## Requirement A
In the review of 1950s science fiction films below, what does the writer say Blobs can be destroyed with?
## Requirement B
State whether each statement agrees with the review of 1950s science fiction films below, answering yes or no and quoting the deciding words of the review: (i) The writer likes The Day The Earth Stood Still. (ii) The writer holds that 1950s films surpass later decades' films in special effects. (iii) In The Day The Earth Stood Still, the alien arrives on Earth in a spaceship.
## Requirement C
Carry on the review of 1950s science fiction films below, starting after its final sentence.

## Passage given
***
1950s science fiction films are the best, there's absolutely no doubt. OK, the ambition and the special effects of their 1960s, 70s and 80s cousins may be superior, but they can't match their forebears for their scope and philosophical understanding. The 1950s was the first decade where science had started to become FACT rather than anything else. The early explorations of the new world order of the atomic age were destined to be the most profound and influential films of the lot.

If you watch enough 1950s science-fiction films you can learn how to live your life! Now we all know that Things are not to be trusted and Blobs can be destroyed with a carbon dioxide fire extinguisher. But one of the most significant films of the lot is The Day The Earth Stood Still, a moralistic fable about an alien coming to earth in a spaceship to warn humanity about the futility of its warlike tendencies. It is unquestionably one of the absolute classics of the genre, a film that people should and do come back to for inspiration time and time again.

The thing is, I don't like it.

It makes a number of very good, very honourable, very sane points. But I don't like it. The basic tenet of the film is that, when viewed from outside this small marble floating in space we call planet Earth, our internal squabbles are completely trivial and self-defeating, our ability to destroy ourselves a joke. Which is. of course, true. But by god this film labours the point. We all get it! Honestly we do. It's one of the great ironies of life. No matter if every single citizen of Earth knows deep down that something is a universal truth, it doesn't have any ultimate bearing on government policy. We get it Klaatu. Stop making vague threats at our intellectuals! Talk about a preachy alien!
***
## Recorded information
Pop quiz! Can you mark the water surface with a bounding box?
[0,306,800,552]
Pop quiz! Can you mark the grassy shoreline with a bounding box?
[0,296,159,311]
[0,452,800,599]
***
## Task result A
A carbon dioxide fire extinguisher.

## Task result B
(i) No: "The thing is, I don't like it."
(ii) No: "the ambition and the special effects of their 1960s, 70s and 80s cousins may be superior"
(iii) Yes: "an alien coming to earth in a spaceship to warn humanity about the futility of its warlike tendencies"

## Task result C
It's an engaging enough film. It's worthy, too, of its reputation and critical acclaim. But for anyone with ever half a brain it's so self evidently truthful to be an irrelevance. Let there be no doubt, if you are profoundly stupid this film may yet save your soul. Maybe that's the point of it. And yes, obviously it was made during a very different era. Supposedly at least. Is the world really a safer, more stable, place now than it was during the bipartite Cold War struggles of the 1950s?

Nevertheless, it's hard to dislike The Day The Earth Stood Still. The world was beginning to find itself in such a to-do that really, only such remedial, primary school, action seemed like it would do any active good. Start from the bottom and work up. Maybe we are better off now, now that buffoons like me can complain about this that and the other? I hope so.

I hope so mainly because the valedictory speech of the film, where Klaatu extolls the virtues of having a race of unthinking, indiscriminate, massive robot peacekeepers on your home planet, is philosophically troubling to the point where I honestly believe both Thomas Hobbes and Jean-Jacques Rousseau may have been script consultants. People forced into peace-loving freedom and law abidance through fear of instant death! It's a big intellectual quandry (it probably isn't). But hey, maybe being forced to be peace-loving under pain of TITANIUM DEATH (the logical extension of Rousseau's The Social Contract, perhaps?) is the way to go. There'd be no wars.

Just a great, big, love-in.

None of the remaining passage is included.